● **Data shown**:
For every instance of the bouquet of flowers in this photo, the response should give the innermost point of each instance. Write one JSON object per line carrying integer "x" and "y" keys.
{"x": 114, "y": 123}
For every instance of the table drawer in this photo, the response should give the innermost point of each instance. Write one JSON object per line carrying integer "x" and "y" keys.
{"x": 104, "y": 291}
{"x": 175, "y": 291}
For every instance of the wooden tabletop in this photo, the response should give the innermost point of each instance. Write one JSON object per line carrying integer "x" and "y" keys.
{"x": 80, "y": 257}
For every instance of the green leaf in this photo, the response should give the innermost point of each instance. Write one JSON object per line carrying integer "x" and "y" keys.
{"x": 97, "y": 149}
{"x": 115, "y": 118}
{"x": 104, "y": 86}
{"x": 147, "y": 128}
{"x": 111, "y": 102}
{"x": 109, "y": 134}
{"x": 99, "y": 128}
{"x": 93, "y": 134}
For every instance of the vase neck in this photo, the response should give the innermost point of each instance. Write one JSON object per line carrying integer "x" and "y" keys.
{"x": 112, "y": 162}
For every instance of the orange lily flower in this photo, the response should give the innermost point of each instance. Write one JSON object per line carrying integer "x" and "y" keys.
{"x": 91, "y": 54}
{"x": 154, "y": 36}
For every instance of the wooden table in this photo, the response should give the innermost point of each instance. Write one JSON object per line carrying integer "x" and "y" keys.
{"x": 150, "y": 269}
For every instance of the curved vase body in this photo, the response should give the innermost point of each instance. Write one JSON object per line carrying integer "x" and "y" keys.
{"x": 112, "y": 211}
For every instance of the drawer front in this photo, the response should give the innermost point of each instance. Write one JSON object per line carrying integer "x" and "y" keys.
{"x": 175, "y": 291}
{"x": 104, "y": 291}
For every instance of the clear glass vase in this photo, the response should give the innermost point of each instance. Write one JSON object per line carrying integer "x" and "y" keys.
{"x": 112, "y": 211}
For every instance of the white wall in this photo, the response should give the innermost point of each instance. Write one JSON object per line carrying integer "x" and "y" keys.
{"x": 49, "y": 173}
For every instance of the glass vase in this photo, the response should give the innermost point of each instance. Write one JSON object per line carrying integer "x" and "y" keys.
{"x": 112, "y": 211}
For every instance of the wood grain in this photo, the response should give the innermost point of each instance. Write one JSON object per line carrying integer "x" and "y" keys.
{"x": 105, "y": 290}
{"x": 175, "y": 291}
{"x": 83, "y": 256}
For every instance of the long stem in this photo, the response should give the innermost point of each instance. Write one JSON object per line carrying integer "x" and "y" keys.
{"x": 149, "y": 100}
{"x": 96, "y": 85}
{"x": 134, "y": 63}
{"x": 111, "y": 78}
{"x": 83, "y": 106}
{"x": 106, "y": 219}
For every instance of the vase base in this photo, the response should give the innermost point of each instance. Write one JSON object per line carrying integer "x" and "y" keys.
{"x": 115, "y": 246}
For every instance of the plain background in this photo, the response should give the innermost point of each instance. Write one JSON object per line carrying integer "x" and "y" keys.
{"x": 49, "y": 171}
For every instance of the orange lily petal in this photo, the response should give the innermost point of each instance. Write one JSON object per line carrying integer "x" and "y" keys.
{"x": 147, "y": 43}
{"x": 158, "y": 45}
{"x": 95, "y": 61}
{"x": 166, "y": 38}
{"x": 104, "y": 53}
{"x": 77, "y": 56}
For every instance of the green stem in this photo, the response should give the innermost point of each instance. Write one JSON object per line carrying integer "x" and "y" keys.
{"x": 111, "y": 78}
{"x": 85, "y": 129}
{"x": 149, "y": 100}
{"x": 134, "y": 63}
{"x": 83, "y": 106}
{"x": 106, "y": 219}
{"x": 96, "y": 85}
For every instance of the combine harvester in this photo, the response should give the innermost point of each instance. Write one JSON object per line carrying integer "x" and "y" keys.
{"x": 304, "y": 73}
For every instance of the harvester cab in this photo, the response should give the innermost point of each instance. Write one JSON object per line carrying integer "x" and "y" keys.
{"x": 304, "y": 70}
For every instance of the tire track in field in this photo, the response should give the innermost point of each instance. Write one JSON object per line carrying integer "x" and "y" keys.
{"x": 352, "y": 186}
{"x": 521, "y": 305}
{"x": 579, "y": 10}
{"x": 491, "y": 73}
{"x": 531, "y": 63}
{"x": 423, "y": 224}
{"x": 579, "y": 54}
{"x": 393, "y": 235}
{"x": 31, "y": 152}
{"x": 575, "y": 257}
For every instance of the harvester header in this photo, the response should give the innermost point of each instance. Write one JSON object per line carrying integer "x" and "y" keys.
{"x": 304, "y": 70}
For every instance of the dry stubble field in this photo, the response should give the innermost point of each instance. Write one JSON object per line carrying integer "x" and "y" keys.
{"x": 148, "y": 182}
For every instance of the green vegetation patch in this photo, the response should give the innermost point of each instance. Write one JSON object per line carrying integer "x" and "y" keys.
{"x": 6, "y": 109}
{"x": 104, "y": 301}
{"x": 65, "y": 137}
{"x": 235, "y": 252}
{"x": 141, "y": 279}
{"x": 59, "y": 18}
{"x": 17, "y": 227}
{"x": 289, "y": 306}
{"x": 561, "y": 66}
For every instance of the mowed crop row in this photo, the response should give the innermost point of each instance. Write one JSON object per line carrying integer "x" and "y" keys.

● **Exercise goal**: An exact, complete copy of the data is the only acceptable answer.

● **Answer**:
For every instance of the bouquet of flowers in this photo, the response should give the innermost point of each instance. Write one JSON object per line carrying integer "x" and "y" keys.
{"x": 114, "y": 123}
For every instance of the table drawer in this photo, the response should give the innermost point of each instance. Write one JSON object per line carrying integer "x" and "y" keys.
{"x": 104, "y": 291}
{"x": 175, "y": 291}
For every instance of the wooden tabletop in this photo, the response should give the innermost point of each instance. Write one JSON object per line carrying integer "x" and "y" keys.
{"x": 80, "y": 257}
For every instance of the green leaf in this photo, the response should give the innermost point of each instance. Write one JSON object per line carrying integer "x" and "y" keys.
{"x": 97, "y": 149}
{"x": 115, "y": 118}
{"x": 104, "y": 86}
{"x": 147, "y": 128}
{"x": 111, "y": 102}
{"x": 109, "y": 134}
{"x": 99, "y": 128}
{"x": 93, "y": 134}
For every instance of the vase neck in this photo, the response should give the innermost point of each instance. Write one JSON object per line carrying integer "x" and "y" keys.
{"x": 112, "y": 162}
For every instance of the orange lily flower in this photo, the response should give the innermost point of each instance. Write one JSON object per line carrying integer "x" and "y" keys.
{"x": 91, "y": 54}
{"x": 154, "y": 36}
For every instance of the wooden table in this photo, the response should give the innermost point of each instance. Write one JSON object per line carrying integer "x" and "y" keys.
{"x": 150, "y": 269}
For every instance of the curved vase body in this photo, the response should give the innermost point of each instance. Write one JSON object per line carrying integer "x" and "y" keys.
{"x": 112, "y": 211}
For every instance of the drawer front in this photo, the response should give the innermost point of each instance. Write one JSON object per line carrying integer "x" and "y" keys.
{"x": 175, "y": 291}
{"x": 104, "y": 291}
For every instance of the clear glass vase in this photo, the response should give the innermost point of each instance. Write one JSON object per line carrying integer "x" and "y" keys.
{"x": 112, "y": 211}
For every instance of the white wall in this photo, the response should give the innermost point of each instance. Write one JSON object per line carrying integer "x" and "y" keys.
{"x": 49, "y": 173}
For every instance of the glass vase in this photo, the response should give the innermost point of each instance. Write one JSON object per line carrying integer "x" and "y" keys.
{"x": 112, "y": 211}
For every instance of the wood grain in this photo, the response should give the innermost point of each instance. Write one JSON object per line carrying integer "x" and "y" keys.
{"x": 105, "y": 290}
{"x": 175, "y": 291}
{"x": 83, "y": 256}
For every instance of the long stem in this photo, the response should give the innermost point of each instance. Write one JSON object per line carrying integer "x" and "y" keys.
{"x": 149, "y": 100}
{"x": 96, "y": 85}
{"x": 134, "y": 63}
{"x": 111, "y": 78}
{"x": 83, "y": 106}
{"x": 106, "y": 219}
For every instance of the vase base in this photo, the response should give the innermost point of each instance. Write one JSON object per line carrying integer "x" and "y" keys.
{"x": 115, "y": 246}
For every instance of the plain background in this photo, the response should give the innermost point of each instance. Write one JSON object per line carrying integer "x" and "y" keys.
{"x": 49, "y": 171}
For every instance of the orange lily petal in this photo, the response should give the innermost point of each instance. Write one JSON object per line carrying integer "x" and "y" keys.
{"x": 147, "y": 43}
{"x": 158, "y": 45}
{"x": 95, "y": 61}
{"x": 166, "y": 38}
{"x": 104, "y": 53}
{"x": 77, "y": 56}
For every instance of the green stem in this photo, the response should give the innermost point of each instance. Write one JSON object per line carrying integer "x" and "y" keys.
{"x": 111, "y": 78}
{"x": 85, "y": 129}
{"x": 149, "y": 100}
{"x": 134, "y": 63}
{"x": 83, "y": 106}
{"x": 106, "y": 219}
{"x": 96, "y": 85}
For every instance of the combine harvester in this photo, the response should give the innermost point of each instance. Write one JSON object per line carrying integer "x" and "y" keys.
{"x": 304, "y": 73}
For every instance of the harvester cab in this photo, the response should give the innermost point of each instance. Write one JSON object per line carrying integer "x" and "y" keys.
{"x": 304, "y": 70}
For every instance of the tire track in field in this photo, the response should give the innermost point of each instance. Write one JSON object per line carrying integer "x" and "y" keys.
{"x": 352, "y": 186}
{"x": 521, "y": 305}
{"x": 579, "y": 10}
{"x": 491, "y": 73}
{"x": 531, "y": 63}
{"x": 423, "y": 224}
{"x": 579, "y": 54}
{"x": 393, "y": 235}
{"x": 31, "y": 152}
{"x": 575, "y": 257}
For every instance of the harvester header in this photo, the response should give the innermost point of each instance. Write one JSON object per line carrying integer "x" and "y" keys.
{"x": 304, "y": 70}
For every instance of the dry stubble field in this photo, the response should give the innermost point of each instance. Write one JSON object per line carrying integer "x" and "y" keys.
{"x": 148, "y": 182}
For every instance of the green vegetation patch in this photo, the response should give the innermost point of each instance. Write one JSON object per line carrying integer "x" and "y" keys.
{"x": 6, "y": 109}
{"x": 104, "y": 301}
{"x": 65, "y": 137}
{"x": 235, "y": 252}
{"x": 141, "y": 279}
{"x": 59, "y": 18}
{"x": 17, "y": 227}
{"x": 289, "y": 306}
{"x": 561, "y": 66}
For every instance of the mowed crop row in this photo, the response should give the innermost point of each instance. Write one JSON object per line carrying integer "x" and "y" keys.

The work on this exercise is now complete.